## start Source material
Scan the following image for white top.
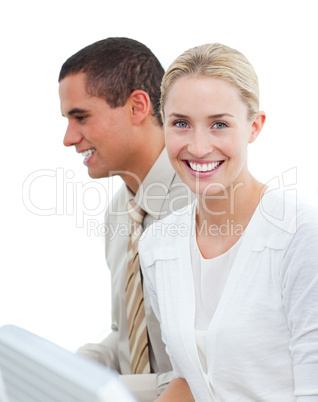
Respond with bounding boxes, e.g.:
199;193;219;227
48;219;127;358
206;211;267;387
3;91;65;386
190;232;241;372
139;188;318;402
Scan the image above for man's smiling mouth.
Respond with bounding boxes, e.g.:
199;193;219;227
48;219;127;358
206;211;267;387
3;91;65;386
81;148;96;159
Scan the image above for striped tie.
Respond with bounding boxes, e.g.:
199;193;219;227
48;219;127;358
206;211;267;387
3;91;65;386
126;200;150;374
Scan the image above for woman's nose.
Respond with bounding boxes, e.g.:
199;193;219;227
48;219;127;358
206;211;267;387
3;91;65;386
188;130;214;158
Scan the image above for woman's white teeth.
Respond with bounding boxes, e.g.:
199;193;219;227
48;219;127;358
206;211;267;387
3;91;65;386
189;162;221;172
82;148;95;158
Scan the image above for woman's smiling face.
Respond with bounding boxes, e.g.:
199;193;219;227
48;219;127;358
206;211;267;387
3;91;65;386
163;77;261;195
## end Source material
### Exercise brief
Return unchanged the lines of the records starting at the line containing "Scan the image above for striped tie." and ending at the line containing "126;200;150;374", with both of those lines included.

### The output
Scan the image above for striped tie.
Respond with bounding boxes, e.g.:
199;193;219;227
48;219;127;358
206;211;267;387
3;91;65;386
126;200;150;374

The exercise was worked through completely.